─── Working data
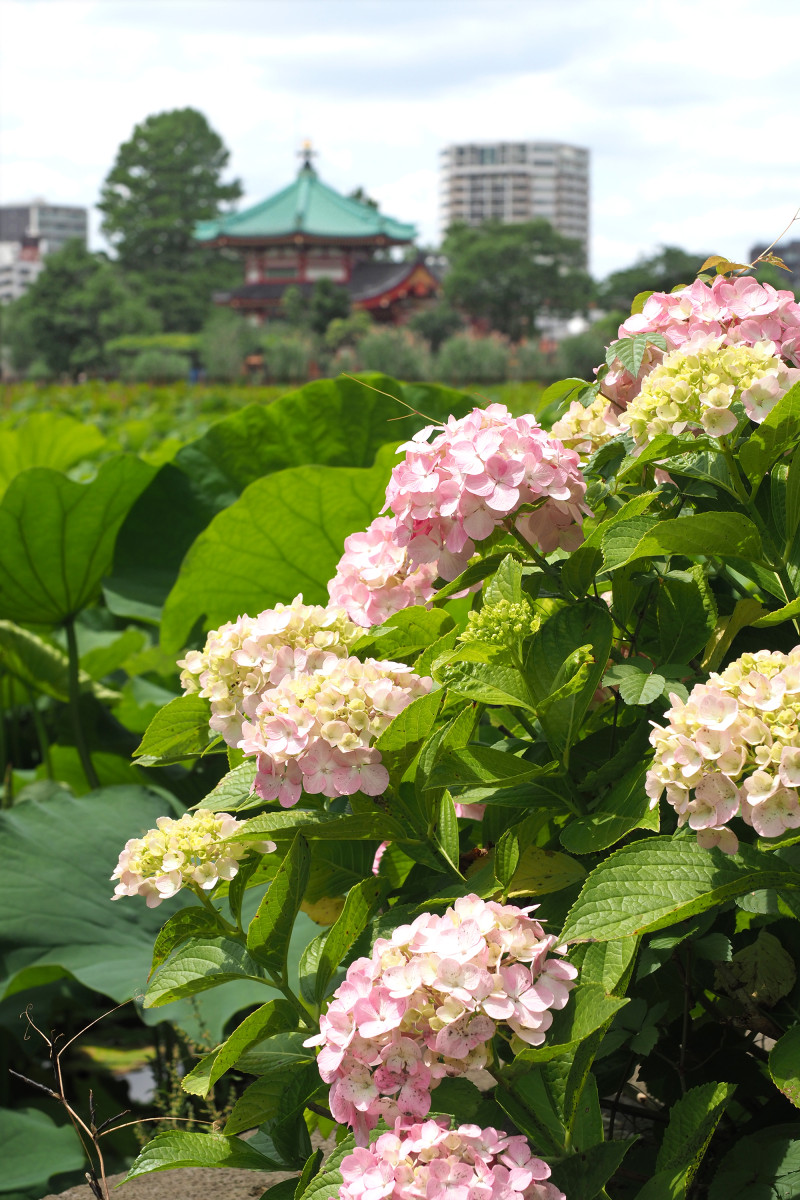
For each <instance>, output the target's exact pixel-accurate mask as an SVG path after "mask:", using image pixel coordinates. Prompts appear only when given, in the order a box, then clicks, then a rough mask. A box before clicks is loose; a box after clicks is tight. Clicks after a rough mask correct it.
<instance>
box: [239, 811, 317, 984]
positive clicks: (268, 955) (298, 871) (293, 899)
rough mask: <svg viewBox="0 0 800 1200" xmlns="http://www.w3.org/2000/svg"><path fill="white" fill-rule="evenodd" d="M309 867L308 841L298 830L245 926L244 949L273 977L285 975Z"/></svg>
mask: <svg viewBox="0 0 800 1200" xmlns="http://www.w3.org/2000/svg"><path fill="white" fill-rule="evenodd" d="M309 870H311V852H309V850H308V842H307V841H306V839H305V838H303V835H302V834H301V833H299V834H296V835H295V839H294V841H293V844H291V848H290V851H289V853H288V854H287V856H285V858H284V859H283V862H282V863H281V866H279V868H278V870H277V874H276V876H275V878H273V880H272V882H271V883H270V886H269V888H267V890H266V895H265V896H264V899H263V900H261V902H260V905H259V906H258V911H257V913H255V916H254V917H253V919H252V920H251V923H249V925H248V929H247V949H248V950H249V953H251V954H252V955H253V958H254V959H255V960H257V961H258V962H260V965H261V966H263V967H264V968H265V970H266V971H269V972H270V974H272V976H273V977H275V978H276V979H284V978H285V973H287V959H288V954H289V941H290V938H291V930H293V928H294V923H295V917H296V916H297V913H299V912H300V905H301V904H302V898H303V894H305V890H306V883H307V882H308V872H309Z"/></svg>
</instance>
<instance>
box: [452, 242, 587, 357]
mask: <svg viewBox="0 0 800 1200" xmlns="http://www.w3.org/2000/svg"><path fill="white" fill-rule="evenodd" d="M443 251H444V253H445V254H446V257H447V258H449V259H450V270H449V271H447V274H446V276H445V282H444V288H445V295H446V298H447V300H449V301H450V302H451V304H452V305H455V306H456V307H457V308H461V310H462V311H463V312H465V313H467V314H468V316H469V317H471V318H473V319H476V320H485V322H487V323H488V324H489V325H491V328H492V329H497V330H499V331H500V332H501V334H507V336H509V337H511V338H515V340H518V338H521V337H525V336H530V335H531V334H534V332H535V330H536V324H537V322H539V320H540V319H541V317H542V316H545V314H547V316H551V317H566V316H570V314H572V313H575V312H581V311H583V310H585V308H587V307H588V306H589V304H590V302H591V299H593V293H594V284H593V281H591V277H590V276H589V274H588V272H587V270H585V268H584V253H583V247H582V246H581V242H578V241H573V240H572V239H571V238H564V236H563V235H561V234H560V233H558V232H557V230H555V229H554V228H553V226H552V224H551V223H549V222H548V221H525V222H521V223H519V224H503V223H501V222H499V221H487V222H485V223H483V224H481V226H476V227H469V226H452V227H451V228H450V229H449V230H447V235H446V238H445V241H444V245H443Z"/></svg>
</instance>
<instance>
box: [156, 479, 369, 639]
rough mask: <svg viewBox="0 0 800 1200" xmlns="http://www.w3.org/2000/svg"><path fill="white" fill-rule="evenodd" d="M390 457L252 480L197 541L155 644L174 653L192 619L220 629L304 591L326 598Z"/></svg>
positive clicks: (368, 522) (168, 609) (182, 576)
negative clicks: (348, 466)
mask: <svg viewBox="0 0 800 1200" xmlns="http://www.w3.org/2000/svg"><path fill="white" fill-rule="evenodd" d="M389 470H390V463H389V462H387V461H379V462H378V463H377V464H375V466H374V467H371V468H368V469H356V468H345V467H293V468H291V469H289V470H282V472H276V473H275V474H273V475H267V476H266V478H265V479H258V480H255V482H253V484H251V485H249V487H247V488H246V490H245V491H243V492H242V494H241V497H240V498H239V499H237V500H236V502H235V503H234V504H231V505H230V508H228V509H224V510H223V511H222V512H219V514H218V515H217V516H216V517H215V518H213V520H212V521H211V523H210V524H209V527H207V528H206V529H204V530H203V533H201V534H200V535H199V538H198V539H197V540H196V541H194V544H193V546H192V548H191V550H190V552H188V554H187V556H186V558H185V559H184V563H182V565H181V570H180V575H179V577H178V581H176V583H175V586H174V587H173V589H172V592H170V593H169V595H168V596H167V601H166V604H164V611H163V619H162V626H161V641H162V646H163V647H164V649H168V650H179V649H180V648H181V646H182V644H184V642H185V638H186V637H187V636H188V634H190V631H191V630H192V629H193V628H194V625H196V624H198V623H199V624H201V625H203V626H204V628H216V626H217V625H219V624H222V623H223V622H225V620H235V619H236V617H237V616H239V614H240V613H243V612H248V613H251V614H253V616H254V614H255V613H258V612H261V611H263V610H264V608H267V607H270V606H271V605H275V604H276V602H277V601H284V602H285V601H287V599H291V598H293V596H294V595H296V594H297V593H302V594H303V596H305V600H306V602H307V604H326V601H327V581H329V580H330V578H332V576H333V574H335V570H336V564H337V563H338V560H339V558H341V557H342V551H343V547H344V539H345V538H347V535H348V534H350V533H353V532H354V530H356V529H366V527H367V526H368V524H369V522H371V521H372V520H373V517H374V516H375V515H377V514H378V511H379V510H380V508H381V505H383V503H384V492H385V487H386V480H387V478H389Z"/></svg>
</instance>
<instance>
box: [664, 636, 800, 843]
──────
> _What the exercise asks_
List each line of the entries that holds the string "positive".

> _Completed task_
positive clicks: (268, 955) (298, 871) (293, 899)
positive clicks: (368, 522) (168, 609) (182, 576)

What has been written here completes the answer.